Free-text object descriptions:

┄┄┄┄┄┄

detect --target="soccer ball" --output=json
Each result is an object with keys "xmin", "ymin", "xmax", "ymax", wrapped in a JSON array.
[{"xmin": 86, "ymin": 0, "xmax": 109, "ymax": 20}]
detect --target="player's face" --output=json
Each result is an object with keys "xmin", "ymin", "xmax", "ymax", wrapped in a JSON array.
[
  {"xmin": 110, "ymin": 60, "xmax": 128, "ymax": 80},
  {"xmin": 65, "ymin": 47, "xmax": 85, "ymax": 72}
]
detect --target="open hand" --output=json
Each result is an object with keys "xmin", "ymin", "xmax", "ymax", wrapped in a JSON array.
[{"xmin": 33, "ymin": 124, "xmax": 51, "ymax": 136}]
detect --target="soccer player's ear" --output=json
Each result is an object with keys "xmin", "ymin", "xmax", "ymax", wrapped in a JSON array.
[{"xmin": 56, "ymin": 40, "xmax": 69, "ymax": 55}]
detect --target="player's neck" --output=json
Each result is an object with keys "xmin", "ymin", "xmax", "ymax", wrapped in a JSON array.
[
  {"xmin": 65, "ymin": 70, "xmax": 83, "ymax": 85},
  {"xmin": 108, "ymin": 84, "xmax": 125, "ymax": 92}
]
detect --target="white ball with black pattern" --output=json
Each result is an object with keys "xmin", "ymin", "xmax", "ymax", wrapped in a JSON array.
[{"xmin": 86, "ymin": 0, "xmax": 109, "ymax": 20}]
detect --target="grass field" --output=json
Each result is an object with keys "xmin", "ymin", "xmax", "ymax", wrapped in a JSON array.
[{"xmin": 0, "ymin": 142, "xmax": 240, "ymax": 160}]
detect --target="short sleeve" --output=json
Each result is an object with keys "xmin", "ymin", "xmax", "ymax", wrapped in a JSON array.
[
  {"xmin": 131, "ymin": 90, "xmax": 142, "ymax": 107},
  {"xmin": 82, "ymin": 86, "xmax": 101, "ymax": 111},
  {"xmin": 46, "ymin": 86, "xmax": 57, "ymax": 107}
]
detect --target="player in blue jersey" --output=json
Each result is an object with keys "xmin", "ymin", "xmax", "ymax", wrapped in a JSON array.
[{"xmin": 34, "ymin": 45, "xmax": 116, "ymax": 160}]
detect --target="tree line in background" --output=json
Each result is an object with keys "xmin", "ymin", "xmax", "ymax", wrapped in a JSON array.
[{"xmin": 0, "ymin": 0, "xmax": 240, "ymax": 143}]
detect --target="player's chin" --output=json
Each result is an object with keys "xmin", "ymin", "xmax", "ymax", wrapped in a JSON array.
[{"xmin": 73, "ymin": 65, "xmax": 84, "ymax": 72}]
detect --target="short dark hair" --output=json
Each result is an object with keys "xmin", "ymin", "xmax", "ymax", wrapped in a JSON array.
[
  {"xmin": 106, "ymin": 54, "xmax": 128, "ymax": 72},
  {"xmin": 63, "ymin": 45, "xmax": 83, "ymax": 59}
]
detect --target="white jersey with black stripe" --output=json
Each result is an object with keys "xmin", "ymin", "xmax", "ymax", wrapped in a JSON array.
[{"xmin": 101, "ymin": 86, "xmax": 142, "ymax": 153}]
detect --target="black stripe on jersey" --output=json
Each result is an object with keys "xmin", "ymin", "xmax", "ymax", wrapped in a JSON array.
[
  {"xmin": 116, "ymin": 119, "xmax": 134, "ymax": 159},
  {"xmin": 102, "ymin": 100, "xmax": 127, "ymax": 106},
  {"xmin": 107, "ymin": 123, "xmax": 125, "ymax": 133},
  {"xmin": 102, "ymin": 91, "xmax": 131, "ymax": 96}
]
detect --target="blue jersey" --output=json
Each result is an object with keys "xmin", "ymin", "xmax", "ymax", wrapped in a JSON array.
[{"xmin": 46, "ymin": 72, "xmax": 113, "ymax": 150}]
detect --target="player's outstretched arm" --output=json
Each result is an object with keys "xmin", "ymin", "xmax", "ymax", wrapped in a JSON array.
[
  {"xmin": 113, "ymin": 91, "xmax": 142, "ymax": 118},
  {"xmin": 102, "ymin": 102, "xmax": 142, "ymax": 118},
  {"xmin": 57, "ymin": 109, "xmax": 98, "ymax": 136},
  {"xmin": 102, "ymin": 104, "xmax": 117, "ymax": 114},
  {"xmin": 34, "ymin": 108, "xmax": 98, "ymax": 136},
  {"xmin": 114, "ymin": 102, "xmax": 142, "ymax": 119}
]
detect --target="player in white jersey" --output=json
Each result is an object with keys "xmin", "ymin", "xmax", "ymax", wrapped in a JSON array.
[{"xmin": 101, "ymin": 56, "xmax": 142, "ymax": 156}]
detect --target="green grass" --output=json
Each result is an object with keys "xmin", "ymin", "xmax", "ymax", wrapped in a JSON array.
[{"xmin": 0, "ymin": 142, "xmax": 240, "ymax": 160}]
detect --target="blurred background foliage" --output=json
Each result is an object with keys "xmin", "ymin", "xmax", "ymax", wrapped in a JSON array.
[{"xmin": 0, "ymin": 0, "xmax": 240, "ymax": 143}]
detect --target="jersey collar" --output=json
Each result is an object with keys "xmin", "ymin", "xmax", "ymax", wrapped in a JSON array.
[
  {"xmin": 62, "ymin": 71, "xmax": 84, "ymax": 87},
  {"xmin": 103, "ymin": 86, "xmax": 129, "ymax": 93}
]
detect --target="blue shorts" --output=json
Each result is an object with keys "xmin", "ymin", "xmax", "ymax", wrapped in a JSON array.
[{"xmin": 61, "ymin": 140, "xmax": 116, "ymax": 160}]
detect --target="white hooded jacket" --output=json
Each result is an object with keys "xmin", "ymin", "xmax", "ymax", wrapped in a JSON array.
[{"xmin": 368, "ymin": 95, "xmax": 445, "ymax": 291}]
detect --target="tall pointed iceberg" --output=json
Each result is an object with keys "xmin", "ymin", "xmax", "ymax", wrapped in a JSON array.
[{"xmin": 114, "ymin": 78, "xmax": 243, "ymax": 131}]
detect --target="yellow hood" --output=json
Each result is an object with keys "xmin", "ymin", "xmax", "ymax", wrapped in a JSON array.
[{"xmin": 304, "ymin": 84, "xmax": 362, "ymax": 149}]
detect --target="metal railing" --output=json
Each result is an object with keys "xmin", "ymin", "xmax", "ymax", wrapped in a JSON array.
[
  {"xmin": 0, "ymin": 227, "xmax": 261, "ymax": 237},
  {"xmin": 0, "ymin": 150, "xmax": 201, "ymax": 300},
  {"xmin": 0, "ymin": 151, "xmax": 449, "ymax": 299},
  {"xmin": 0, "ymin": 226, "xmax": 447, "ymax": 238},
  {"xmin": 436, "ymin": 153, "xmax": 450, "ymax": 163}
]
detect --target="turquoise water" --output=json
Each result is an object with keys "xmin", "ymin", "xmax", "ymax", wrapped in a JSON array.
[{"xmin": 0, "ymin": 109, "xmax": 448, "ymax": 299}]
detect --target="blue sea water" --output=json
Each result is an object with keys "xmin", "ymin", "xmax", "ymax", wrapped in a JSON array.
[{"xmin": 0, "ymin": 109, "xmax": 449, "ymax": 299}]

┄┄┄┄┄┄

- TASK OBJECTIVE:
Line by line, copy the data above exactly as it reads.

- OUTPUT OF THE EXERCISE:
detect --target="soccer ball" --output=json
Each result is an object with keys "xmin", "ymin", "xmax", "ymax", wrapped in a JSON array.
[{"xmin": 86, "ymin": 0, "xmax": 109, "ymax": 20}]
detect --target="player's face" --output=json
Each result is an object with keys "xmin", "ymin", "xmax", "ymax", wrapped in a JSON array.
[
  {"xmin": 110, "ymin": 60, "xmax": 128, "ymax": 80},
  {"xmin": 65, "ymin": 47, "xmax": 85, "ymax": 72}
]
detect --target="open hand" --output=json
Each result is an object with keys "xmin", "ymin", "xmax", "ymax", wrapped in a JSON array.
[{"xmin": 33, "ymin": 124, "xmax": 51, "ymax": 136}]
detect --target="soccer player's ear" --output=json
Each result is an object with keys "xmin", "ymin", "xmax", "ymax", wrapped in a JSON array.
[{"xmin": 56, "ymin": 40, "xmax": 69, "ymax": 55}]
detect --target="player's neck" --output=json
Each result is an object with keys "xmin", "ymin", "xmax", "ymax", wrapped in a JSON array.
[
  {"xmin": 65, "ymin": 70, "xmax": 83, "ymax": 85},
  {"xmin": 108, "ymin": 84, "xmax": 125, "ymax": 92}
]
detect --target="white ball with black pattern" --output=json
Each result is an object with keys "xmin", "ymin", "xmax", "ymax", wrapped in a JSON array.
[{"xmin": 86, "ymin": 0, "xmax": 109, "ymax": 20}]
detect --target="grass field" --output=json
Each result is an object with keys "xmin", "ymin", "xmax", "ymax", wrapped in a JSON array.
[{"xmin": 0, "ymin": 142, "xmax": 240, "ymax": 160}]
detect --target="short sleeve" --output=json
Each result is an object with keys "xmin", "ymin", "xmax", "ymax", wrapped in a JSON array.
[
  {"xmin": 131, "ymin": 90, "xmax": 142, "ymax": 107},
  {"xmin": 82, "ymin": 86, "xmax": 101, "ymax": 111},
  {"xmin": 46, "ymin": 86, "xmax": 57, "ymax": 107}
]
detect --target="player in blue jersey" --output=json
Each result is an object with keys "xmin", "ymin", "xmax", "ymax", wrapped in a JSON array.
[{"xmin": 34, "ymin": 45, "xmax": 116, "ymax": 160}]
detect --target="tree line in background" --output=json
Each result is an object with keys "xmin", "ymin", "xmax", "ymax", wrapped in a JSON array.
[{"xmin": 0, "ymin": 0, "xmax": 240, "ymax": 143}]
detect --target="player's chin" --output=json
Each result is an object with keys "xmin", "ymin", "xmax", "ymax", wrapped in a JSON array.
[{"xmin": 73, "ymin": 65, "xmax": 84, "ymax": 72}]
detect --target="short dark hair" --output=json
Each result is an object with keys "xmin", "ymin", "xmax", "ymax", wrapped in a JSON array.
[
  {"xmin": 106, "ymin": 54, "xmax": 128, "ymax": 72},
  {"xmin": 63, "ymin": 45, "xmax": 83, "ymax": 59}
]
detect --target="white jersey with black stripe" --output=json
Each result is an object with keys "xmin", "ymin", "xmax", "ymax", wrapped in a JSON array.
[{"xmin": 101, "ymin": 86, "xmax": 142, "ymax": 153}]
detect --target="black stripe on jersey" --output=json
Each result is an object with keys "xmin", "ymin", "xmax", "ymax", wrapped in a JSON array.
[
  {"xmin": 116, "ymin": 119, "xmax": 134, "ymax": 159},
  {"xmin": 102, "ymin": 100, "xmax": 127, "ymax": 106},
  {"xmin": 107, "ymin": 123, "xmax": 125, "ymax": 133},
  {"xmin": 102, "ymin": 91, "xmax": 131, "ymax": 96}
]
detect --target="blue jersey" --output=json
Each result is an object with keys "xmin", "ymin", "xmax", "ymax", wrapped in a JSON array.
[{"xmin": 46, "ymin": 72, "xmax": 113, "ymax": 150}]
detect --target="player's outstretched arm" --output=json
Each result is an object with keys "xmin", "ymin", "xmax", "ymax", wrapped in a JSON array.
[
  {"xmin": 113, "ymin": 91, "xmax": 142, "ymax": 118},
  {"xmin": 102, "ymin": 102, "xmax": 142, "ymax": 118},
  {"xmin": 57, "ymin": 109, "xmax": 98, "ymax": 136},
  {"xmin": 102, "ymin": 104, "xmax": 117, "ymax": 114},
  {"xmin": 34, "ymin": 108, "xmax": 98, "ymax": 136},
  {"xmin": 114, "ymin": 102, "xmax": 142, "ymax": 119}
]
detect --target="player in white jersey" --output=json
Each result is an object with keys "xmin", "ymin", "xmax", "ymax", wrapped in a JSON array.
[{"xmin": 101, "ymin": 56, "xmax": 142, "ymax": 156}]
detect --target="green grass" --output=json
Each result is an object with keys "xmin", "ymin", "xmax", "ymax", wrapped in a JSON array.
[{"xmin": 0, "ymin": 142, "xmax": 240, "ymax": 160}]
detect --target="blurred background foliage" --output=json
Each result is an object with keys "xmin", "ymin", "xmax", "ymax", wrapped in a JSON array.
[{"xmin": 0, "ymin": 0, "xmax": 240, "ymax": 143}]
detect --target="jersey collar" --output=json
Each result is an object with keys "xmin", "ymin", "xmax", "ymax", wrapped in a JSON array.
[
  {"xmin": 62, "ymin": 71, "xmax": 84, "ymax": 87},
  {"xmin": 103, "ymin": 86, "xmax": 129, "ymax": 93}
]
detect --target="blue shorts" --output=json
Each result is an object with keys "xmin", "ymin", "xmax", "ymax", wrapped in a JSON array.
[{"xmin": 61, "ymin": 140, "xmax": 116, "ymax": 160}]
detect --target="white hooded jacket" --output=json
Each result is an object with keys "xmin", "ymin", "xmax", "ymax", wrapped in a JSON array.
[{"xmin": 368, "ymin": 95, "xmax": 445, "ymax": 291}]
detect --target="tall pointed iceberg" --output=json
Each result is an object with keys "xmin", "ymin", "xmax", "ymax", wrapped in a JSON array.
[{"xmin": 114, "ymin": 78, "xmax": 243, "ymax": 131}]
detect --target="yellow hood" --output=json
Each result is an object with keys "xmin", "ymin", "xmax", "ymax", wrapped in a JSON array.
[{"xmin": 304, "ymin": 84, "xmax": 362, "ymax": 149}]
detect --target="metal railing" --output=json
Each result is an object with keys "xmin", "ymin", "xmax", "ymax", wrapped in a JSON array.
[
  {"xmin": 0, "ymin": 227, "xmax": 261, "ymax": 237},
  {"xmin": 0, "ymin": 150, "xmax": 201, "ymax": 300},
  {"xmin": 0, "ymin": 151, "xmax": 449, "ymax": 299},
  {"xmin": 0, "ymin": 226, "xmax": 447, "ymax": 238},
  {"xmin": 436, "ymin": 153, "xmax": 450, "ymax": 163}
]
detect --target="turquoise water" --output=json
Each result is an object with keys "xmin", "ymin", "xmax", "ymax", wrapped in a JSON array.
[{"xmin": 0, "ymin": 109, "xmax": 448, "ymax": 299}]
detect --target="blue sea water" --output=json
Each result is an object with keys "xmin", "ymin", "xmax", "ymax", wrapped in a JSON array.
[{"xmin": 0, "ymin": 109, "xmax": 449, "ymax": 299}]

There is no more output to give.